Reading text ::
Segment Open
The anonymous creator of the Joel Osteen Internet hoax that claimed the Lakewood Church leader had lost his faith revealed that his intentions were not to attack the pastor but to "send him a message."
"I would like to state unequivocally my intent was not to defame Mr. Osteen," the anonymous person behind the fake website told NPR.com in an email. "He seems like an infectiously nice and genial character."
On Monday, a website claiming to represent Osteen's ministry produced a fake statement from the pastor, reading: "I believe now that the Bible is a fallible, flawed, highly inconsistent history book that has been altered hundreds of times. There is zero evidence the Bible is the holy word of God. In fact, there is zero evidence 'God' even exists."
The website linked to a number of other news sites that seemed to have run with the story that Osteen decided to leave Christianity. But it was all an elaborate hoax, which the creator says took him $12 and a few hours to put together.
The effort managed to gain mainstream media attention, however, and Osteen himself responded, saying that he wasn't really angry and that he doesn't allow things like this to bring him down.
"You know, I'm really not angry. I don't feel like a victim," Osteen told ABC News Monday night. "I feel too blessed, that life is too short to let things like this get you down."
Many had wondered what exactly the purpose of the hoax website was, besides being a late April Fool's joke. The anonymous person behind the story said that he wanted the Texas pastor to "see the light" and to "do away with the soft 'positivity' and cliché-peppered Sunday messages and use his high visibility to address more serious social issues."
He added that he didn't make any money from the project, but wanted to "stage, for a moment, a plausible scenario of his hypothetical resignation" and to "test viral media markets."
The website creator revealed that he has received many messages both from Christians and non-Christians alike. Some were "revealing and deeply sincere," and others were mean-spirited.
"About 60 percent of literally thousands of comments and emails have been positive, affirming messages from Christians praying for me," he explained, adding that the remaining emails were "very angry, upset Christians" and "atheists and freethinkers and 'back slid' Christians."
The man said he is aware of the possibility that he may face legal issues over the elaborate hoax, but said that he has "excellent legal counsel ready for battle." Osteen has not yet revealed if he will take legal action or not.
Segment Closed
Exercise details :: According to the article about the Joel Osteen hoax, what did the creator say it cost him to put the hoax together?

Stored data ::
Segment Open
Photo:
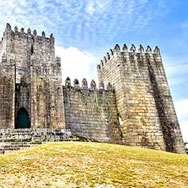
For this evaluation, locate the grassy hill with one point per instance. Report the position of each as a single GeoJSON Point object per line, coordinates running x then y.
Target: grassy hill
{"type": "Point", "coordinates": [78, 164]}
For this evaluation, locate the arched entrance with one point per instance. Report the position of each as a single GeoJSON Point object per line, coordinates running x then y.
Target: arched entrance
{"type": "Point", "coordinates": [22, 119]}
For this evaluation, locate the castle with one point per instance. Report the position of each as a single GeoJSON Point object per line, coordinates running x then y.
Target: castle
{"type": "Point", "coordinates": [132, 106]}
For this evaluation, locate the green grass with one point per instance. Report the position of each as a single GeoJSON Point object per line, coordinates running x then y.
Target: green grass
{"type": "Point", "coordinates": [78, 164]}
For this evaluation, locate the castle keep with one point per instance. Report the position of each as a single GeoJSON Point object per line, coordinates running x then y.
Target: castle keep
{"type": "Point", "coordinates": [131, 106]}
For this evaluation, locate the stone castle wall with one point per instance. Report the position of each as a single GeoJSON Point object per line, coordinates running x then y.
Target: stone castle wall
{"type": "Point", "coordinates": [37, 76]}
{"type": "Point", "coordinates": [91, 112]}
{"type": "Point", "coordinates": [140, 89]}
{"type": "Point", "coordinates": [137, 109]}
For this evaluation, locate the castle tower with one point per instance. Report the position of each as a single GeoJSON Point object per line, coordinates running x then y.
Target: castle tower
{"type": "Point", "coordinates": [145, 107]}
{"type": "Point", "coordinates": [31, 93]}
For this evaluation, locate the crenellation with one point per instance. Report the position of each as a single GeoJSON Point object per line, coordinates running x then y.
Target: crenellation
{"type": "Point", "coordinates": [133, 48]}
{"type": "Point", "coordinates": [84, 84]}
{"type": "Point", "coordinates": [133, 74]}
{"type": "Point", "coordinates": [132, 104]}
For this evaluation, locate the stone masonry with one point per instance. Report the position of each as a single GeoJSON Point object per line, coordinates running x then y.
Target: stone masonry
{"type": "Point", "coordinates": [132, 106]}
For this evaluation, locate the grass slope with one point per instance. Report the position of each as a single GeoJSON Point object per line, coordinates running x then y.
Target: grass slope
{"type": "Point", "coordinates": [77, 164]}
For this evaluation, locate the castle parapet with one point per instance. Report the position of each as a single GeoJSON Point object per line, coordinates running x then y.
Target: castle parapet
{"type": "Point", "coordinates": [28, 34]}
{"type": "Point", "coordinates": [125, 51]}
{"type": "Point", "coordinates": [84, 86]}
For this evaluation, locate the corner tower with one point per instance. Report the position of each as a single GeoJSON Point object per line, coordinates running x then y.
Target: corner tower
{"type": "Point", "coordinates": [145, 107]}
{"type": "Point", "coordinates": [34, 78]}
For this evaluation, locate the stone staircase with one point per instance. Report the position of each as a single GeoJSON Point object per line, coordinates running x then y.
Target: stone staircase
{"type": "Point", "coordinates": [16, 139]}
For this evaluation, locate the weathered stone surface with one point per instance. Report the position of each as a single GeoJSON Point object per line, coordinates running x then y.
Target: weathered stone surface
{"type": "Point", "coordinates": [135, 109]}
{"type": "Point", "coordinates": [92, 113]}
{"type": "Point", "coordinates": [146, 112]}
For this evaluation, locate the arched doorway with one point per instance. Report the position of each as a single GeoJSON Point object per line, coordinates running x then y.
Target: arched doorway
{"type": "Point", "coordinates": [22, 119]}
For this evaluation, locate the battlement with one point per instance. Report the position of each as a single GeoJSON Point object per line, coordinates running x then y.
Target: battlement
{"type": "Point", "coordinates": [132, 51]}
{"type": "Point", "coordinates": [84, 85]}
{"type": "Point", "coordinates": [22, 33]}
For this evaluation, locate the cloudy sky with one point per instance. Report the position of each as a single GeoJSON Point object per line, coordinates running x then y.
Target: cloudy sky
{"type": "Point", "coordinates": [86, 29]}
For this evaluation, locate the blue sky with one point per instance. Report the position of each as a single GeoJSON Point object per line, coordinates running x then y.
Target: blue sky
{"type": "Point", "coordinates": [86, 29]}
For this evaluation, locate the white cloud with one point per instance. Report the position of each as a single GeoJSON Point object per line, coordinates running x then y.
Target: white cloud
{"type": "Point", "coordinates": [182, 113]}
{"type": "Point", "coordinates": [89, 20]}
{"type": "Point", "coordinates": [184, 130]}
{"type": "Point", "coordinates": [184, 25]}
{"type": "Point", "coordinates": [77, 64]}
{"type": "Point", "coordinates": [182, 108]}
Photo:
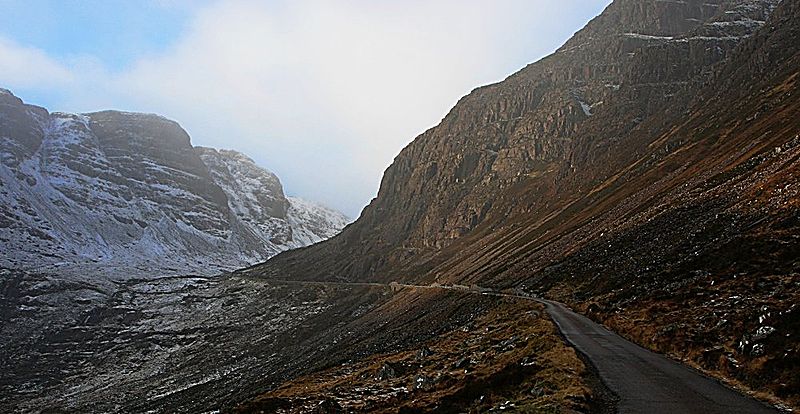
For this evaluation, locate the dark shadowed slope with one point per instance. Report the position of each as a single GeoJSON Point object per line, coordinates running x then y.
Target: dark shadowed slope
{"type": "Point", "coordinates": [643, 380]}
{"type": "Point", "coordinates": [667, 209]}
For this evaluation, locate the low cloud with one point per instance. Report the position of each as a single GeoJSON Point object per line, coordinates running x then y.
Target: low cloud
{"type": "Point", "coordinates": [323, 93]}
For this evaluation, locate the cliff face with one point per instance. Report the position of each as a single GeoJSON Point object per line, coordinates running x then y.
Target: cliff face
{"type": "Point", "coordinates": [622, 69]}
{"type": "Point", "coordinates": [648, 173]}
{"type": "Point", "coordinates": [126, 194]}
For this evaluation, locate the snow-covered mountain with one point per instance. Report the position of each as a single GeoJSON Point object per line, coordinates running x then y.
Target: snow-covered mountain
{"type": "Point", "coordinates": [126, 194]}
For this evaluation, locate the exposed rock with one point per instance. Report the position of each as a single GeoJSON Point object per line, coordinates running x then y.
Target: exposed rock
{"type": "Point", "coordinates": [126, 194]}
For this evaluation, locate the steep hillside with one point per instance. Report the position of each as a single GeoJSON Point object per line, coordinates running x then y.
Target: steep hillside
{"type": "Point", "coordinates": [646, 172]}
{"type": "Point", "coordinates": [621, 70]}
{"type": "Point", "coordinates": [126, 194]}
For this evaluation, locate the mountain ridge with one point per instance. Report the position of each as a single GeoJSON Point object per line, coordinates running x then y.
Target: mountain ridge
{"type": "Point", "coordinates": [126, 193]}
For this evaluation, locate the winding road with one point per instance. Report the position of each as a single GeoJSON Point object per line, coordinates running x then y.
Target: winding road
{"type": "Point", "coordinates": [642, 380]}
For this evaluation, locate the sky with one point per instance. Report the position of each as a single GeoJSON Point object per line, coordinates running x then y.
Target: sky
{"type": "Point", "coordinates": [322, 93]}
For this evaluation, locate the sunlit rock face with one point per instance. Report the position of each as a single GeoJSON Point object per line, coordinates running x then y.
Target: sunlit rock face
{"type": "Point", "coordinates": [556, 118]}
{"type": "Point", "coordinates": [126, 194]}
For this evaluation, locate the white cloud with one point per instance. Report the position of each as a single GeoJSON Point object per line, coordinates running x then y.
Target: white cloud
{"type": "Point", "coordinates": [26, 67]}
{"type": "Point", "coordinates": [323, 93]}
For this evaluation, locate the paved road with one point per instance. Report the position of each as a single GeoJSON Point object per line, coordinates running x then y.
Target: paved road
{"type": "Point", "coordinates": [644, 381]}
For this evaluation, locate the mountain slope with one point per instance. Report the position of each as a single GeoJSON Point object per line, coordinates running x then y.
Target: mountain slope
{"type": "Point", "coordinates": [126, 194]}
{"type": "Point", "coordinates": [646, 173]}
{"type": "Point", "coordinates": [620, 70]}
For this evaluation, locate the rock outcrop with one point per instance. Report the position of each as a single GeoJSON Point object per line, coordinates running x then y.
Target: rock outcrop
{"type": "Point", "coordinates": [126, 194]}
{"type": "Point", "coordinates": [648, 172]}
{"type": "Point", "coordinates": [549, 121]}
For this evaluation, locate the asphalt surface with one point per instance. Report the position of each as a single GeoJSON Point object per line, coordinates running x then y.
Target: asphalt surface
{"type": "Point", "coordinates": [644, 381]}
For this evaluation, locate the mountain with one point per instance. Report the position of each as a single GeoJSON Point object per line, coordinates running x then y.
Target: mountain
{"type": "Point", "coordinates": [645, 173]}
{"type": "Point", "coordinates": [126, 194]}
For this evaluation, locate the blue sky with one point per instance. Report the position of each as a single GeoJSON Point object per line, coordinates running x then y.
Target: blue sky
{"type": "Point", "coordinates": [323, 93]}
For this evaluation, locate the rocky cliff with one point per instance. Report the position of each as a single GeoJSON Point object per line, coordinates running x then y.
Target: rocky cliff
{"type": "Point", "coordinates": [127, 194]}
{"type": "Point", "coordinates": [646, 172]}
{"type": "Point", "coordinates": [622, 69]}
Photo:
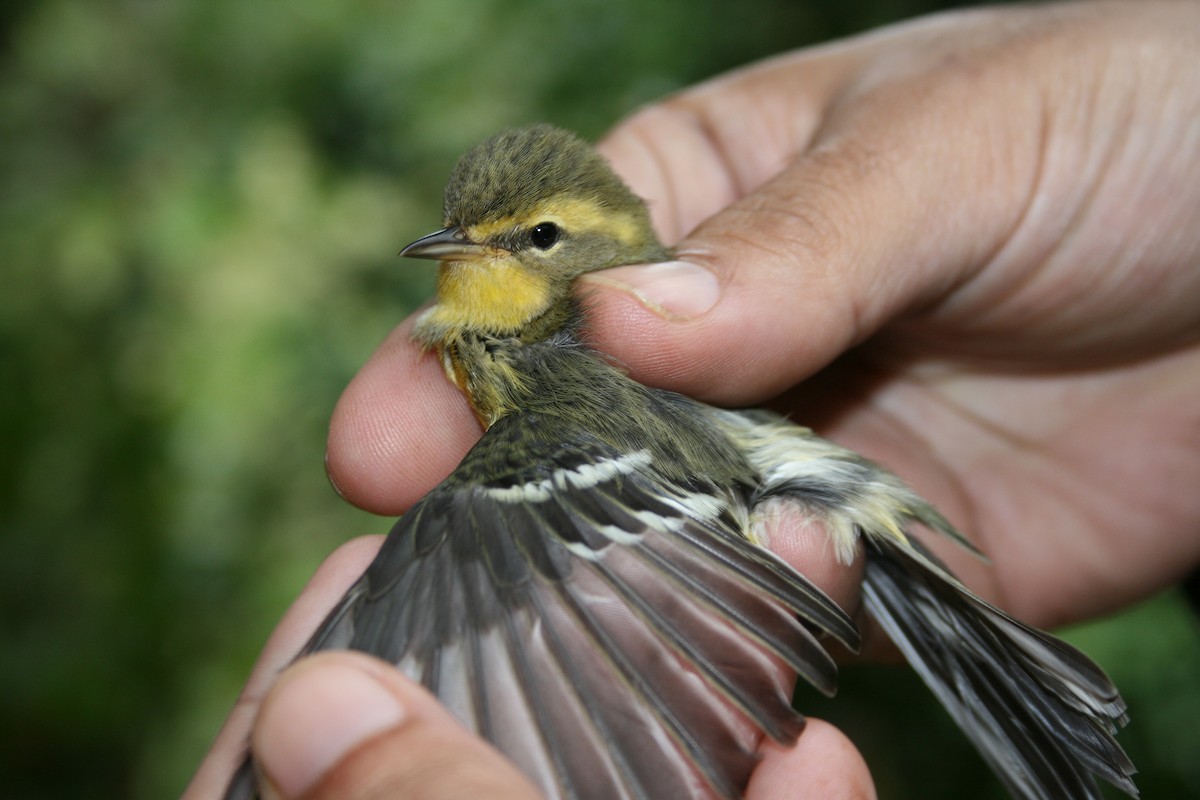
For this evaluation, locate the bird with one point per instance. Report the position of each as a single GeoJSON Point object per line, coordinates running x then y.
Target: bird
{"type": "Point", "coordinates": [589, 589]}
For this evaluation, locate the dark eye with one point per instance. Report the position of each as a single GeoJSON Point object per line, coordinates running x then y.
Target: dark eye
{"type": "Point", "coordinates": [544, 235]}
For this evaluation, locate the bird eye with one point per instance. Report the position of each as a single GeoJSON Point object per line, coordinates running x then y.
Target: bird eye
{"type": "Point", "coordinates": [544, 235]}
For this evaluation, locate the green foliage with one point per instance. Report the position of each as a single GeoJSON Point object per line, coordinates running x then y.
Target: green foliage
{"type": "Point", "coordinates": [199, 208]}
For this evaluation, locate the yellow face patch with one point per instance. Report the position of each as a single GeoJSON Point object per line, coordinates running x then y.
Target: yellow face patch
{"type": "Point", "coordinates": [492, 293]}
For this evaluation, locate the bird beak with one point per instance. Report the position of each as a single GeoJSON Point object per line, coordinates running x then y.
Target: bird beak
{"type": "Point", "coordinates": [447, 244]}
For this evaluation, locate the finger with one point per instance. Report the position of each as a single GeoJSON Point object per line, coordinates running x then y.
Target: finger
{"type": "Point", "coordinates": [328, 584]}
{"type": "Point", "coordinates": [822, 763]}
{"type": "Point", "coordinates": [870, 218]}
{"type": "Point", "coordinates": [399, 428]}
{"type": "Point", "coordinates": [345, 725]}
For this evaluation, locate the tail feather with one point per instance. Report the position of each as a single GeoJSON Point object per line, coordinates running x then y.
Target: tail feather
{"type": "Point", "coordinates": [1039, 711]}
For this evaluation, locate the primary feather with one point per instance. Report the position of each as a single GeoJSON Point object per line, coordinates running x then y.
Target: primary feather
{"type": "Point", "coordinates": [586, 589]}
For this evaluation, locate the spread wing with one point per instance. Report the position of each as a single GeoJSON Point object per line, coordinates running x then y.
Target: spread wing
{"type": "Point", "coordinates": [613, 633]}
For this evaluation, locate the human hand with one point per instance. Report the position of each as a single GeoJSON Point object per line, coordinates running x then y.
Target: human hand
Segment Closed
Output :: $12 and a few hours.